## REQUIREMENT
What should you transcribe? Every line from the top of the records below through the line with "player's hand, returned", exactly, and no pictures.

## EXTRACTED MATERIAL
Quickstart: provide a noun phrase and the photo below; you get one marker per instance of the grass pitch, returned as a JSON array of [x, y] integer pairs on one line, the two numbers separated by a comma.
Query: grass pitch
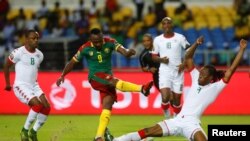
[[83, 127]]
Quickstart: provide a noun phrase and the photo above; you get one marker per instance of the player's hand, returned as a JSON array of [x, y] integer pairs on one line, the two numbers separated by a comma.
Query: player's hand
[[59, 81], [164, 60], [8, 88], [200, 40], [130, 52], [243, 43], [181, 67]]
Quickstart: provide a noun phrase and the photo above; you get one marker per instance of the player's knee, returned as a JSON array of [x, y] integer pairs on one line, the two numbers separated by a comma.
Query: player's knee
[[37, 108], [45, 110]]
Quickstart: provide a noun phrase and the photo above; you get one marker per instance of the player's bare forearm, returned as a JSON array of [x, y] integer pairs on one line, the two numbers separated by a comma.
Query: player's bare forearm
[[188, 59], [237, 59], [158, 59], [68, 67], [7, 75]]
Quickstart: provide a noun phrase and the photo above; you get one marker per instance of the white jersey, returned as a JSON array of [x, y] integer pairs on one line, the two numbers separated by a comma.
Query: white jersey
[[171, 48], [199, 97], [26, 65]]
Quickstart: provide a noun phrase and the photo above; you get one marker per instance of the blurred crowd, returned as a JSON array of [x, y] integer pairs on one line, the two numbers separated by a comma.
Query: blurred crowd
[[115, 20]]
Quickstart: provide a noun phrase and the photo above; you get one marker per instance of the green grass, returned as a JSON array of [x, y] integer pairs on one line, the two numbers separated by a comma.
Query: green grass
[[83, 127]]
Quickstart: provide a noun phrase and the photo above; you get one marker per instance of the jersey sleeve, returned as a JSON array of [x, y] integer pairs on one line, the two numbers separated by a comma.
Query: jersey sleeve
[[142, 59], [41, 58], [184, 43], [194, 74], [15, 55], [155, 50]]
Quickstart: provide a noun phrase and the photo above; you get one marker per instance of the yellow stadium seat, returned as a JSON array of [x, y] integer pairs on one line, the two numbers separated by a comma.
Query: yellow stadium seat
[[126, 12], [28, 13], [12, 14], [170, 11], [42, 23]]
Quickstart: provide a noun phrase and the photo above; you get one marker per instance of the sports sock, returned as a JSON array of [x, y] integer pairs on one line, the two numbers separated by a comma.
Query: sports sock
[[177, 109], [128, 87], [134, 136], [103, 122]]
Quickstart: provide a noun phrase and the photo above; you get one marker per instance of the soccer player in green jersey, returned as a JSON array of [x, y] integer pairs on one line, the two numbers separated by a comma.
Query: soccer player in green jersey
[[98, 52]]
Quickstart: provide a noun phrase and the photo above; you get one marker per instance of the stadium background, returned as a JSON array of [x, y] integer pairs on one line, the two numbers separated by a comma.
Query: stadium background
[[65, 25], [77, 105]]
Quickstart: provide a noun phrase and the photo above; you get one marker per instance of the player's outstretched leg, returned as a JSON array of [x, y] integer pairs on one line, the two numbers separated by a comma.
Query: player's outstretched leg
[[108, 136]]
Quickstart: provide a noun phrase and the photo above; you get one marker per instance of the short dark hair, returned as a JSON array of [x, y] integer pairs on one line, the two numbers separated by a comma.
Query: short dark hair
[[95, 31], [27, 32]]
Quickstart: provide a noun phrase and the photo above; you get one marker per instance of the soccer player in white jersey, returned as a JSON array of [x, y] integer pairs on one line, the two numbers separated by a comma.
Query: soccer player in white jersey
[[27, 60], [206, 85], [169, 46]]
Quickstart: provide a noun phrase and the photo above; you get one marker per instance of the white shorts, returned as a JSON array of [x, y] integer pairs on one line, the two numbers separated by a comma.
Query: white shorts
[[25, 92], [180, 127], [172, 79]]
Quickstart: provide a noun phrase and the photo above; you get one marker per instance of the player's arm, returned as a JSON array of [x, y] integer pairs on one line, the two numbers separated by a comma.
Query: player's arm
[[232, 68], [69, 66], [125, 52], [6, 69], [188, 60], [158, 59]]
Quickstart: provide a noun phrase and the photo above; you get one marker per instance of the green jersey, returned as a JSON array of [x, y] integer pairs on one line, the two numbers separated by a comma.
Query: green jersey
[[98, 60]]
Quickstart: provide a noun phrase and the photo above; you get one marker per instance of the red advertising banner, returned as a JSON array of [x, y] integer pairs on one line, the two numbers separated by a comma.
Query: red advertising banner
[[75, 95]]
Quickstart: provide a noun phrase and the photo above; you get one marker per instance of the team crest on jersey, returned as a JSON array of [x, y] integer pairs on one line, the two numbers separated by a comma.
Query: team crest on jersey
[[91, 53], [168, 45], [106, 50]]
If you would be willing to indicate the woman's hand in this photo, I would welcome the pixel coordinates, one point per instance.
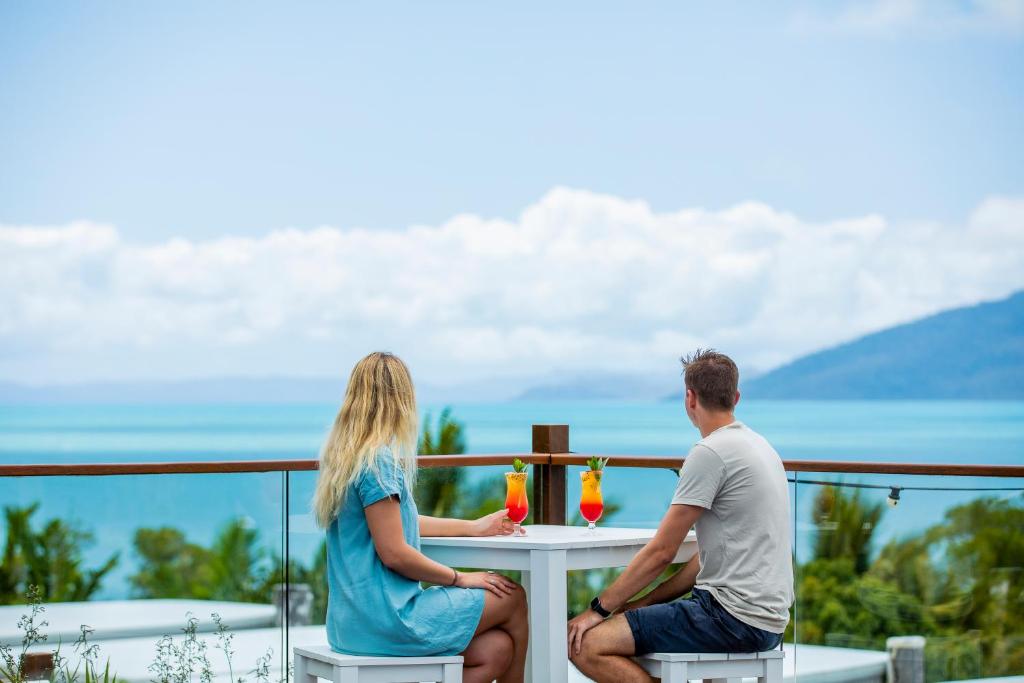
(497, 523)
(496, 583)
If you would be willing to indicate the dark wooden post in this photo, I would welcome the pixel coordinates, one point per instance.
(549, 480)
(38, 667)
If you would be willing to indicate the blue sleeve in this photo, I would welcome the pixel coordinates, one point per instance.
(376, 485)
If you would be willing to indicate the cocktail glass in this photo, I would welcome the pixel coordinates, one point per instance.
(591, 503)
(515, 500)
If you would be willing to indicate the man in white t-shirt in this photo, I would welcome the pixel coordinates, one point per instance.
(733, 488)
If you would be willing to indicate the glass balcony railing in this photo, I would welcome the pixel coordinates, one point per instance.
(929, 590)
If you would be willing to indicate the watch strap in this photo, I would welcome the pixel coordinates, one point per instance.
(596, 605)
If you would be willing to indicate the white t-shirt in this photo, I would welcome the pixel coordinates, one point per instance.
(744, 535)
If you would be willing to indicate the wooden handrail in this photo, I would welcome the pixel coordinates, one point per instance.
(858, 467)
(475, 460)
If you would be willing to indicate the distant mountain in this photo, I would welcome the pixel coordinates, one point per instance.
(971, 352)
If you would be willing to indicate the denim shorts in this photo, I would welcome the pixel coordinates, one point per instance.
(697, 624)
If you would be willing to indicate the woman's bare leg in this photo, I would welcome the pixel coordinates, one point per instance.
(509, 613)
(487, 656)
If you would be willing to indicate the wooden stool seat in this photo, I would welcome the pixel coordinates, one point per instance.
(322, 662)
(716, 667)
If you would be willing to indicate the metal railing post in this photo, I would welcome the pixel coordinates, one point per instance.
(549, 480)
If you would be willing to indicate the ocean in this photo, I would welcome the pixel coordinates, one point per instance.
(112, 508)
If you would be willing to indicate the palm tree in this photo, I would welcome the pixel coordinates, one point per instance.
(846, 524)
(437, 487)
(50, 559)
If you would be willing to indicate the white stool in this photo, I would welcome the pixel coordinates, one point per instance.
(322, 662)
(716, 667)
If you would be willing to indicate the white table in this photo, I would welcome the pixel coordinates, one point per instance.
(545, 555)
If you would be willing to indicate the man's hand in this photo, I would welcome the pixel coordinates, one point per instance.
(579, 626)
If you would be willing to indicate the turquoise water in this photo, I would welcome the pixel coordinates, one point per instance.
(112, 508)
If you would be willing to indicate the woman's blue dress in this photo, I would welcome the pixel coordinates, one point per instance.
(374, 610)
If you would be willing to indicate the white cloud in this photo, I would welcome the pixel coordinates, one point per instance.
(580, 281)
(934, 17)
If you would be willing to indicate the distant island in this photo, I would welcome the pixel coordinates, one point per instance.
(972, 352)
(975, 352)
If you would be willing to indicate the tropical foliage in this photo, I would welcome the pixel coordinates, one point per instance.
(961, 584)
(49, 558)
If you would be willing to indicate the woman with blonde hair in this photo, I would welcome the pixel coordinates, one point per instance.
(364, 498)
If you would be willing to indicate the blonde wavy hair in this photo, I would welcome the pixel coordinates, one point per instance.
(379, 412)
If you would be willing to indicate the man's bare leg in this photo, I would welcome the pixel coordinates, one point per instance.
(604, 655)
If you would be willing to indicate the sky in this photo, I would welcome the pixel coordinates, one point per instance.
(194, 189)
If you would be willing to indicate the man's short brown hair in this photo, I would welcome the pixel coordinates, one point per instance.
(713, 377)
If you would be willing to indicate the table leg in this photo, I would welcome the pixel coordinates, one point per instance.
(549, 660)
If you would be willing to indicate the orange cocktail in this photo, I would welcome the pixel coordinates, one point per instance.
(591, 503)
(515, 500)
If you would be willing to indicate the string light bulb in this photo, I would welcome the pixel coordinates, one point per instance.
(893, 497)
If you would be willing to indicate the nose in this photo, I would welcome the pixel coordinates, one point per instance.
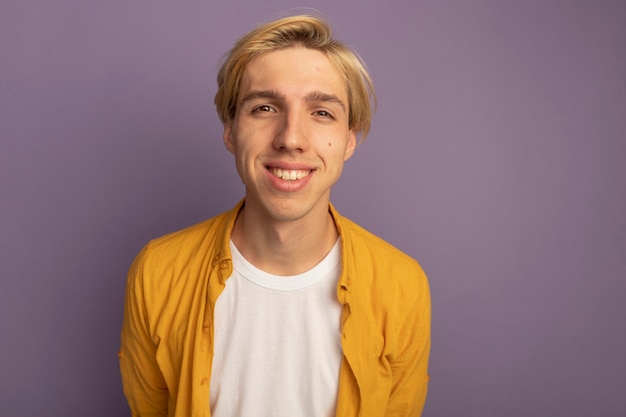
(292, 134)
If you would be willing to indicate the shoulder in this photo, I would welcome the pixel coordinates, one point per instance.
(365, 243)
(375, 263)
(185, 250)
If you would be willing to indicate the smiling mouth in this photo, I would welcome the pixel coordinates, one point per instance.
(290, 174)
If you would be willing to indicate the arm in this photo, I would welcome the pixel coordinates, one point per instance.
(144, 386)
(410, 367)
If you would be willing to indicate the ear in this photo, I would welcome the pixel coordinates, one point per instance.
(228, 137)
(351, 145)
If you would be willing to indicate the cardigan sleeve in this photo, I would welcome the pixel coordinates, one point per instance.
(144, 385)
(410, 369)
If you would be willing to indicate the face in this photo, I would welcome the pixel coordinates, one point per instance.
(290, 134)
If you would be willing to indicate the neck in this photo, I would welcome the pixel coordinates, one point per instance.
(284, 247)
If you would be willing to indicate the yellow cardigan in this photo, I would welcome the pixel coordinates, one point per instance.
(167, 334)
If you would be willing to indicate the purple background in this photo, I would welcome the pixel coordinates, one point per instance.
(497, 158)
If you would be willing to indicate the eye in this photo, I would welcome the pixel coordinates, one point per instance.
(263, 108)
(323, 113)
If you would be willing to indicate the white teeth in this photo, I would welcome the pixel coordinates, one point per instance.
(290, 175)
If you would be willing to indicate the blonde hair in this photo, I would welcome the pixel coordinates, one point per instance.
(309, 32)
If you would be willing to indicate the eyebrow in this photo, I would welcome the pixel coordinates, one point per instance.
(315, 96)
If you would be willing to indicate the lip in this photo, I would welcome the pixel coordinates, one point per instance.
(288, 186)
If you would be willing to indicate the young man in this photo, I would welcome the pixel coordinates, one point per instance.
(281, 306)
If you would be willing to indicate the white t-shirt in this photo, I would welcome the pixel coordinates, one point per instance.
(277, 349)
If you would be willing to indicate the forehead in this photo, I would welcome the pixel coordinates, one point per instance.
(294, 72)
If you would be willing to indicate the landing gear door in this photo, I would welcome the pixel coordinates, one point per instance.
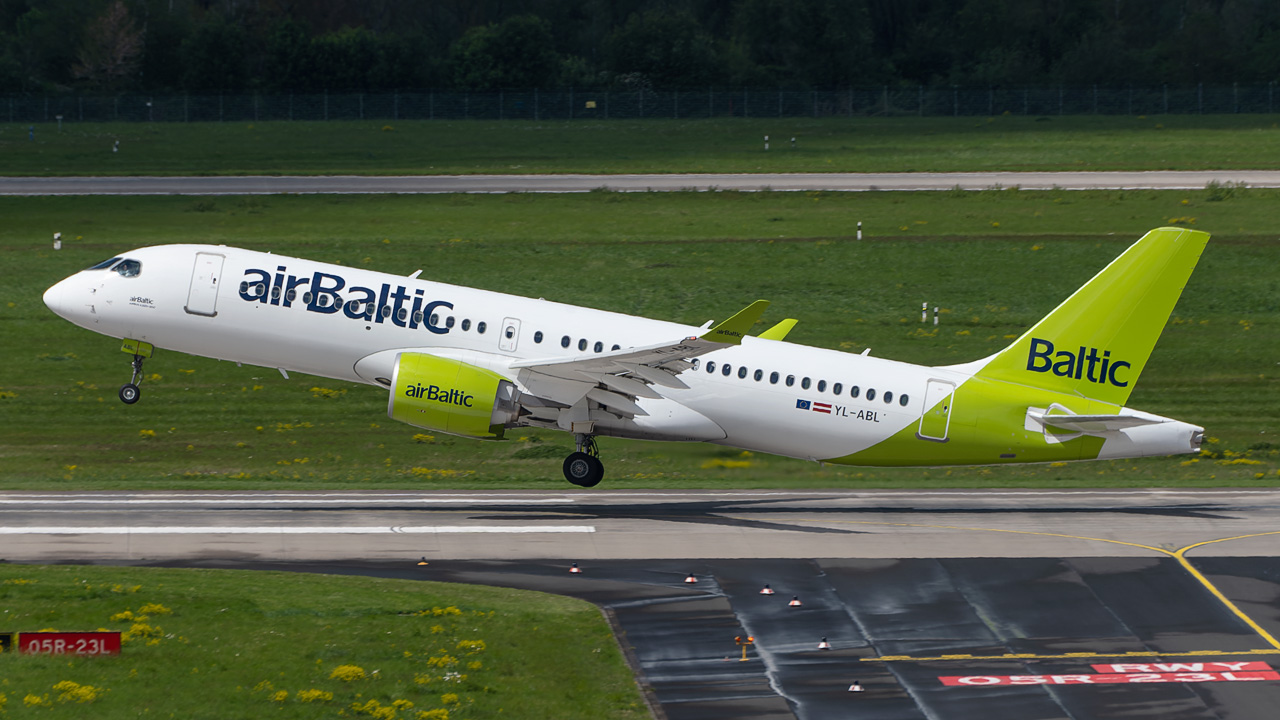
(936, 415)
(205, 277)
(510, 335)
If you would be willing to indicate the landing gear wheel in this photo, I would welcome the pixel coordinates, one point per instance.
(129, 393)
(584, 470)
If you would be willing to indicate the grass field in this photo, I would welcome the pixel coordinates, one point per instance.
(995, 261)
(222, 643)
(1002, 142)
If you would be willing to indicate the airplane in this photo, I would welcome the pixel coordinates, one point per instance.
(476, 364)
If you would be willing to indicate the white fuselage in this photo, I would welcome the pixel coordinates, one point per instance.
(261, 309)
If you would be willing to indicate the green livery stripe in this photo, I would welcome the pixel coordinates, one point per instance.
(986, 428)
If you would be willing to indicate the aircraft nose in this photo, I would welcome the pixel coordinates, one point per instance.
(54, 299)
(58, 299)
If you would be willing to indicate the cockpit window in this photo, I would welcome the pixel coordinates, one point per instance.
(104, 264)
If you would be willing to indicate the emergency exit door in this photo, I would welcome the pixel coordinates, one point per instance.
(205, 277)
(936, 415)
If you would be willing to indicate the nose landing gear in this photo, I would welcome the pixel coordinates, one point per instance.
(584, 468)
(129, 392)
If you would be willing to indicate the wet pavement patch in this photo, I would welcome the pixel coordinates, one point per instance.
(955, 638)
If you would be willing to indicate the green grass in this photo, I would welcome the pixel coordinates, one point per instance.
(224, 643)
(648, 146)
(995, 261)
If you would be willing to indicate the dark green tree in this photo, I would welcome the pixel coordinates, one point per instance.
(214, 58)
(662, 48)
(516, 53)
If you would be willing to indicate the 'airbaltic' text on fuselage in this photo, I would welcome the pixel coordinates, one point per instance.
(1084, 364)
(328, 294)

## ANSWER SECTION
Quickstart: provide a noun phrase and the photo below; you get one marker per instance of the grass pitch, returned as a JSON array of [x, y] integer pairs on one line, the two numbers separated by a comma.
Query: grass pitch
[[83, 127]]
Quickstart: provide a noun phrase and the photo above; you get one marker per instance of the player's hand, returned as a JSON array of [x, y] integer pairs on one line, the two numbers separated by a comma.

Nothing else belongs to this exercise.